*Task statement:*
Give the entries back exactly as they stand, but without pictures.

*Records for processing:*
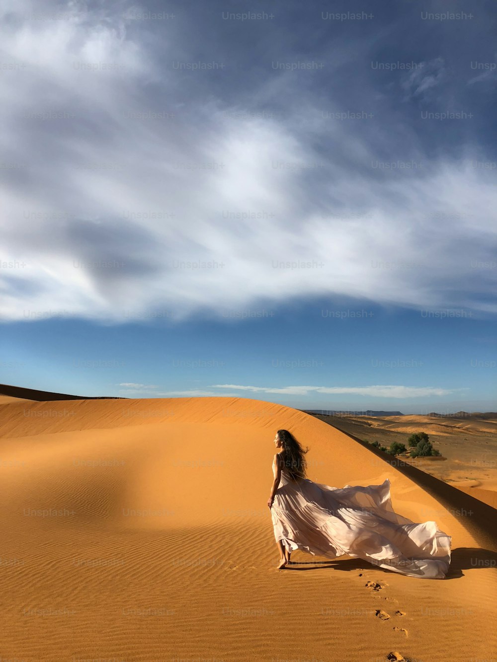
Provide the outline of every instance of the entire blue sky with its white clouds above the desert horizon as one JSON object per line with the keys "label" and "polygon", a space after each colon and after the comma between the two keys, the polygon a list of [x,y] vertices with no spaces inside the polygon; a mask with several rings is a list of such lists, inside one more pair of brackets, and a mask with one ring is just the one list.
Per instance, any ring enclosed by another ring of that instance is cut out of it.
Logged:
{"label": "entire blue sky with its white clouds above the desert horizon", "polygon": [[2,13],[3,383],[495,410],[493,3]]}

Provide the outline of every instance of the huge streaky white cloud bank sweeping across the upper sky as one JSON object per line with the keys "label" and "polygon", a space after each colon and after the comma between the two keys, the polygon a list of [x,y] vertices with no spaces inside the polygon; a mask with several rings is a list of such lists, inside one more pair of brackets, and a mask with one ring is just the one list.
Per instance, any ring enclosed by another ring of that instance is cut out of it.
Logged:
{"label": "huge streaky white cloud bank sweeping across the upper sky", "polygon": [[[26,64],[0,78],[0,148],[19,166],[5,171],[0,216],[1,260],[18,264],[0,271],[3,320],[55,310],[179,321],[323,295],[497,312],[497,270],[472,267],[494,260],[497,234],[495,173],[472,166],[486,160],[476,147],[459,162],[431,161],[407,138],[389,146],[374,128],[330,123],[317,95],[288,85],[278,87],[288,117],[235,117],[247,111],[242,94],[223,99],[213,87],[195,100],[200,79],[170,70],[185,44],[168,38],[156,52],[111,9],[47,23],[26,18],[31,3],[19,7],[19,26],[0,28],[3,59]],[[433,62],[410,80],[415,94],[437,85]],[[267,81],[260,87],[267,95]],[[24,117],[51,111],[74,117]],[[151,111],[175,117],[126,117]],[[323,140],[328,150],[315,147]]]}

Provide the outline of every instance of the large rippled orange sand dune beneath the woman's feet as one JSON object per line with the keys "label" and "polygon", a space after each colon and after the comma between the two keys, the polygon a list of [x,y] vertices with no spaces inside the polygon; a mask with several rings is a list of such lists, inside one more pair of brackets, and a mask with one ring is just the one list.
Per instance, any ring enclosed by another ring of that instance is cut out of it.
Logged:
{"label": "large rippled orange sand dune beneath the woman's feet", "polygon": [[[71,399],[7,401],[0,421],[7,659],[491,657],[492,509],[476,517],[460,493],[451,512],[453,488],[429,477],[428,493],[312,416],[229,397]],[[266,506],[278,428],[310,446],[315,481],[388,477],[395,510],[452,536],[447,579],[303,553],[278,572]]]}

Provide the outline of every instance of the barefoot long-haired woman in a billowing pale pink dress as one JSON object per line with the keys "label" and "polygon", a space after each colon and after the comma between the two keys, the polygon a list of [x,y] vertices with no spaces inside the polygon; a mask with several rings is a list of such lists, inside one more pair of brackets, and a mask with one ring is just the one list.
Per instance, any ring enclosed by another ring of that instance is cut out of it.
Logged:
{"label": "barefoot long-haired woman in a billowing pale pink dress", "polygon": [[343,489],[305,478],[305,450],[288,430],[274,437],[274,483],[268,499],[278,569],[294,549],[336,559],[359,557],[410,577],[443,579],[451,562],[451,536],[435,522],[415,524],[394,512],[390,481]]}

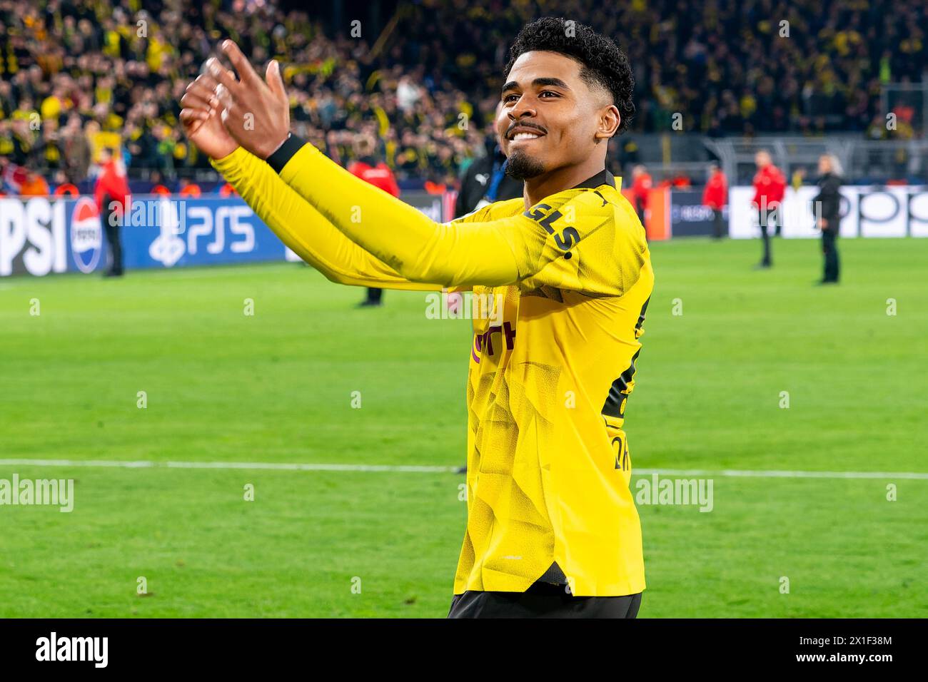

*Response for this exercise:*
Provide the outline of every instance of the entire blue sky with its white clouds above the desert horizon as one JSON object per line with the keys "label" and "polygon", a space after each colon and after the comma between the two keys, the polygon a list of [x,y] vertices with no spaces inside the polygon; a mask with several rings is a list of such lists, inside one more pair of brackets, and a mask with one ring is just the one list.
Per instance, any ring enclosed by another ring of that instance is cut out of it.
Logged:
{"label": "entire blue sky with its white clouds above the desert horizon", "polygon": [[2,13],[3,383],[495,410],[493,3]]}

Provide the outline of every instance of the huge streaky white cloud bank sweeping across the upper sky as one JSON object per line with the keys "label" and "polygon", a space after each colon and after the comma between the two keys, the polygon a list of [x,y] vertices with no spaces inside the polygon; a mask with several rings is a list of such lists, inside one more pair of brackets, and a mask with one ring is just the one list.
Per instance, any ring enclosed by another ring of that instance is cut out of it.
Logged:
{"label": "huge streaky white cloud bank sweeping across the upper sky", "polygon": [[[26,64],[0,78],[0,148],[19,166],[5,171],[0,216],[1,260],[18,264],[0,271],[3,320],[55,310],[179,321],[323,295],[497,312],[497,270],[472,267],[494,260],[497,234],[495,173],[472,166],[486,160],[476,147],[459,162],[431,161],[407,138],[389,146],[374,128],[330,123],[317,95],[288,85],[278,87],[288,117],[235,117],[247,111],[242,94],[223,99],[213,87],[195,100],[200,79],[170,70],[185,44],[168,38],[156,52],[111,9],[47,23],[26,18],[31,3],[19,7],[19,26],[0,28],[3,59]],[[433,62],[410,80],[415,94],[437,85]],[[267,81],[260,87],[267,95]],[[24,117],[51,111],[74,117]],[[151,111],[175,117],[126,117]],[[323,140],[328,150],[315,147]]]}

Provide the outline of every instance of the large rippled orange sand dune beneath the woman's feet as one JSON object per line with the keys "label" and "polygon", a space after each colon and after the comma between the two keys, the polygon a list of [x,y] vertices with no spaces inside the polygon; a mask with several rings is a list of such lists, inside one more pair of brackets, and a mask with one ring is just the one list.
Per instance, any ring enclosed by another ring of that instance is cut out of it.
Logged:
{"label": "large rippled orange sand dune beneath the woman's feet", "polygon": [[[71,399],[7,401],[0,421],[7,659],[491,657],[492,509],[476,517],[460,493],[451,512],[453,488],[429,477],[428,493],[312,416],[229,397]],[[266,506],[278,428],[310,446],[315,481],[388,477],[395,510],[452,536],[447,579],[303,553],[278,572]]]}

Provide the outline of every instance of the barefoot long-haired woman in a billowing pale pink dress as one JSON object per line with the keys "label" and "polygon", a space after each colon and after the comma between the two keys, the polygon a list of [x,y] vertices with no spaces inside the polygon; a mask with several rings is a list of such lists, inside one more pair of brackets, and a mask with one ring is just the one list.
Per instance, any ring enclosed by another ring of that instance is cut out of it.
Logged:
{"label": "barefoot long-haired woman in a billowing pale pink dress", "polygon": [[343,489],[305,478],[305,450],[288,430],[274,437],[274,483],[268,499],[278,569],[294,549],[336,559],[359,557],[410,577],[443,579],[451,562],[451,536],[435,522],[415,524],[394,512],[390,481]]}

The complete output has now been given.